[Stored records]
━━━━━━━━━━
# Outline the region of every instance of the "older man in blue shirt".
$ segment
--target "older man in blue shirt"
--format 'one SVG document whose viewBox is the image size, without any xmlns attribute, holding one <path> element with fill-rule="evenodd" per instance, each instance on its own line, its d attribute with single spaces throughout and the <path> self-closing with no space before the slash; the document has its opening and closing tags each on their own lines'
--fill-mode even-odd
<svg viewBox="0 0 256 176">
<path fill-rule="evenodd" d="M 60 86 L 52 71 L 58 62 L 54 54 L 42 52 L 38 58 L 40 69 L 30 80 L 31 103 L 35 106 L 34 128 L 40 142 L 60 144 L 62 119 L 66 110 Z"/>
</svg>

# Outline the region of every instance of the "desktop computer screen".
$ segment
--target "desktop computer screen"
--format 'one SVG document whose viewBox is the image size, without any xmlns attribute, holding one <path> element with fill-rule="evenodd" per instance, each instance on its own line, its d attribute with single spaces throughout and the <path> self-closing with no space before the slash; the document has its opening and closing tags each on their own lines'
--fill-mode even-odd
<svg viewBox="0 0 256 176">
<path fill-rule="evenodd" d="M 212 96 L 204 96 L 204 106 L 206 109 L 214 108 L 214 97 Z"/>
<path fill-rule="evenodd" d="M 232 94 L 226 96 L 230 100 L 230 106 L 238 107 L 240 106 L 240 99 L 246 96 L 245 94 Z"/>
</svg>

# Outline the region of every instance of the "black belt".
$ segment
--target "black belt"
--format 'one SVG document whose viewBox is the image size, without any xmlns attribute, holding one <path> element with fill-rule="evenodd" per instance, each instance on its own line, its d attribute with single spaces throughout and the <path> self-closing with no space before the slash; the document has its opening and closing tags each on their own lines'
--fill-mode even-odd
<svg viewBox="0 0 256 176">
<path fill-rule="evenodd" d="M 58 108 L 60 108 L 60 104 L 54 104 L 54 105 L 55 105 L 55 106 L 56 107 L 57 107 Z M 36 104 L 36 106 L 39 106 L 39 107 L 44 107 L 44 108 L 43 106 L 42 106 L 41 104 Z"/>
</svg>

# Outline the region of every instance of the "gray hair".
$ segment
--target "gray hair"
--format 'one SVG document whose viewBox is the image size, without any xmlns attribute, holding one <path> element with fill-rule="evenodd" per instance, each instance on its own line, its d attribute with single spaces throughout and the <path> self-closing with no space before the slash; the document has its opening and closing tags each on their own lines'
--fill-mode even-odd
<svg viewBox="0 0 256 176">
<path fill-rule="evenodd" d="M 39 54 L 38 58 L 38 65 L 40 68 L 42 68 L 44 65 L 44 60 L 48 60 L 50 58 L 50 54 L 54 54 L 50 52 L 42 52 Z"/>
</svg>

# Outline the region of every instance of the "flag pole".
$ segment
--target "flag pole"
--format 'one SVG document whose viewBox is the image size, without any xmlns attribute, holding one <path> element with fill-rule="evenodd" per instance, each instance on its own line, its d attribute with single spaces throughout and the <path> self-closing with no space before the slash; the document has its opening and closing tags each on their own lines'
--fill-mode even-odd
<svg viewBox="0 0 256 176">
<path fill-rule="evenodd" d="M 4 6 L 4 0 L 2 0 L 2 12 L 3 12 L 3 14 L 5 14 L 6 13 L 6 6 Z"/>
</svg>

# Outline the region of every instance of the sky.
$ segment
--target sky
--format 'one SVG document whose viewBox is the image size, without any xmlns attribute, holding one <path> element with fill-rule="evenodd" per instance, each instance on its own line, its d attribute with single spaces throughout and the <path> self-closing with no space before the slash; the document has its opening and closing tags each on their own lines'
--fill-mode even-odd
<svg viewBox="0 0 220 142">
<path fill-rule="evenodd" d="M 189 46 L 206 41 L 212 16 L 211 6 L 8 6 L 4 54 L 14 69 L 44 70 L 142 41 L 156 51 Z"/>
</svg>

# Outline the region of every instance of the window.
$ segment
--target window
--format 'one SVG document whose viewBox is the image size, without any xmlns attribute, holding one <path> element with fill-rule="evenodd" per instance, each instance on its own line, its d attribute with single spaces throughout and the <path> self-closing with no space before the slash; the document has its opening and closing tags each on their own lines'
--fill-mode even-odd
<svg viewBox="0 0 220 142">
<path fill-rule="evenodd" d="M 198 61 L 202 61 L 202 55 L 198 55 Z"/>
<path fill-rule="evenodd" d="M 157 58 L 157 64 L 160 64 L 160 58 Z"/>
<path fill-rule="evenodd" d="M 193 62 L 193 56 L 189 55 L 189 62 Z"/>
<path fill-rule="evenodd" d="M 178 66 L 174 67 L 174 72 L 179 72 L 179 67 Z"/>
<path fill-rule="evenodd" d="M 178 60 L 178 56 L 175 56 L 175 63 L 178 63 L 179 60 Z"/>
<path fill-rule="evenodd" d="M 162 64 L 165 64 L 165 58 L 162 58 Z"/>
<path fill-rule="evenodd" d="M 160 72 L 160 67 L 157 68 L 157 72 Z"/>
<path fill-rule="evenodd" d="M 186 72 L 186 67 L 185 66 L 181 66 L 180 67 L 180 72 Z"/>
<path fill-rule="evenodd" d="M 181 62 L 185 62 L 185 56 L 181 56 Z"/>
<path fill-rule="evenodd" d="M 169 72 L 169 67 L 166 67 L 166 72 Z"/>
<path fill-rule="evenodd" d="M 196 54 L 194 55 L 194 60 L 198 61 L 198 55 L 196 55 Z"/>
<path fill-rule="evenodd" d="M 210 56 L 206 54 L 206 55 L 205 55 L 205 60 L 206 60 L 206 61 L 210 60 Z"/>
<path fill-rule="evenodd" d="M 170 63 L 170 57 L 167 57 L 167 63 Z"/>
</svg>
━━━━━━━━━━
Requirements:
Copy every one of the stored records above line for line, with no changes to any character.

Written response:
# Outline the region of every instance of the "older man in blue shirt".
$ segment
--target "older man in blue shirt"
--format 'one SVG document whose viewBox is the image size, without any xmlns attribute, holding one <path> element with fill-rule="evenodd" per instance, each instance on its own line, its d attribute with single spaces throughout and the <path> self-closing with no space before the slash; the document has its opening and closing tags each on their own lines'
--fill-mode even-odd
<svg viewBox="0 0 256 176">
<path fill-rule="evenodd" d="M 60 86 L 52 71 L 58 62 L 54 54 L 42 52 L 38 58 L 40 69 L 30 80 L 31 103 L 35 106 L 34 128 L 40 142 L 60 144 L 62 119 L 66 110 Z"/>
</svg>

# Outline the region of every instance of the "desktop computer screen".
$ segment
--target "desktop computer screen"
--format 'one SVG document whose viewBox is the image size, without any xmlns attribute, holding one <path> element with fill-rule="evenodd" per instance, each instance on its own line, its d attribute with single spaces throughout and the <path> self-closing with no space before the slash; the document has its opening and closing tags each on their own lines'
--fill-mode even-odd
<svg viewBox="0 0 256 176">
<path fill-rule="evenodd" d="M 212 96 L 204 96 L 204 106 L 206 109 L 214 108 L 214 97 Z"/>
<path fill-rule="evenodd" d="M 232 94 L 226 96 L 230 100 L 230 106 L 238 107 L 240 106 L 240 99 L 246 96 L 245 94 Z"/>
</svg>

# Outline the region of every instance of the "black belt".
$ segment
--target "black belt"
--format 'one SVG document whose viewBox is the image size, without any xmlns attribute, holding one <path> element with fill-rule="evenodd" per instance, each instance on its own line, its d attribute with single spaces throughout and the <path> self-closing with no space before the slash; the document has its opening and closing tags each on their own lines'
--fill-mode even-odd
<svg viewBox="0 0 256 176">
<path fill-rule="evenodd" d="M 58 108 L 60 108 L 60 104 L 54 104 L 54 105 L 55 105 L 55 106 L 56 107 L 57 107 Z M 36 104 L 36 106 L 39 106 L 39 107 L 44 107 L 44 108 L 43 106 L 42 106 L 41 104 Z"/>
</svg>

# Outline the region of every instance of the "gray hair".
$ segment
--target "gray hair"
--format 'one SVG document whose viewBox is the image size, without any xmlns attribute, holding one <path> element with fill-rule="evenodd" per instance, each instance on its own line, its d attribute with single spaces throughout and the <path> self-closing with no space before the slash; the document has its opening and closing tags each on their own lines'
--fill-mode even-odd
<svg viewBox="0 0 256 176">
<path fill-rule="evenodd" d="M 39 54 L 38 58 L 38 65 L 40 68 L 42 68 L 44 65 L 44 60 L 48 60 L 50 58 L 50 54 L 54 54 L 50 52 L 42 52 Z"/>
</svg>

# Outline the region of every instance of the "flag pole".
$ segment
--target "flag pole"
--format 'one SVG document whose viewBox is the image size, without any xmlns attribute, holding one <path> element with fill-rule="evenodd" per instance, each instance on its own line, its d attribute with single spaces throughout and the <path> self-closing with no space before the slash; the document has its opening and closing tags each on their own lines'
--fill-mode even-odd
<svg viewBox="0 0 256 176">
<path fill-rule="evenodd" d="M 4 6 L 4 0 L 2 0 L 2 12 L 3 12 L 3 14 L 5 14 L 6 13 L 6 6 Z"/>
</svg>

# Outline the region of every instance of the sky.
$ segment
--target sky
--format 'one SVG document whose viewBox is the image size, without any xmlns attribute, holding one <path> element with fill-rule="evenodd" per instance, each instance on its own line, its d attribute with single spaces throughout and the <path> self-closing with no space before the slash; the document has its opening and closing tags each on their own lines'
--fill-mode even-odd
<svg viewBox="0 0 220 142">
<path fill-rule="evenodd" d="M 189 46 L 206 41 L 212 16 L 211 6 L 8 6 L 4 54 L 14 69 L 44 70 L 142 41 L 156 51 Z"/>
</svg>

# Outline the region of every instance of the window.
$ segment
--target window
--format 'one SVG document whose viewBox is the image size, without any xmlns attribute, holding one <path> element with fill-rule="evenodd" per instance, each instance on its own line, its d attribute with single spaces throughout and the <path> self-closing with no space before the slash; the document has its opening and closing tags each on their own lines'
--fill-mode even-odd
<svg viewBox="0 0 220 142">
<path fill-rule="evenodd" d="M 198 61 L 202 61 L 202 55 L 198 55 Z"/>
<path fill-rule="evenodd" d="M 157 58 L 157 64 L 160 64 L 160 58 Z"/>
<path fill-rule="evenodd" d="M 193 62 L 193 56 L 189 55 L 189 62 Z"/>
<path fill-rule="evenodd" d="M 178 66 L 174 67 L 174 72 L 179 72 L 179 67 Z"/>
<path fill-rule="evenodd" d="M 178 60 L 178 56 L 175 56 L 175 63 L 178 63 L 179 60 Z"/>
<path fill-rule="evenodd" d="M 162 64 L 165 64 L 165 58 L 162 58 Z"/>
<path fill-rule="evenodd" d="M 160 72 L 160 67 L 157 68 L 157 72 Z"/>
<path fill-rule="evenodd" d="M 186 72 L 186 67 L 185 66 L 181 66 L 180 67 L 180 72 Z"/>
<path fill-rule="evenodd" d="M 181 62 L 185 62 L 185 56 L 181 56 Z"/>
<path fill-rule="evenodd" d="M 169 72 L 169 67 L 166 67 L 166 72 Z"/>
<path fill-rule="evenodd" d="M 196 54 L 194 55 L 194 60 L 198 61 L 198 55 L 196 55 Z"/>
<path fill-rule="evenodd" d="M 210 56 L 206 54 L 206 55 L 205 55 L 205 60 L 206 60 L 206 61 L 210 60 Z"/>
<path fill-rule="evenodd" d="M 170 63 L 170 57 L 167 57 L 167 63 Z"/>
</svg>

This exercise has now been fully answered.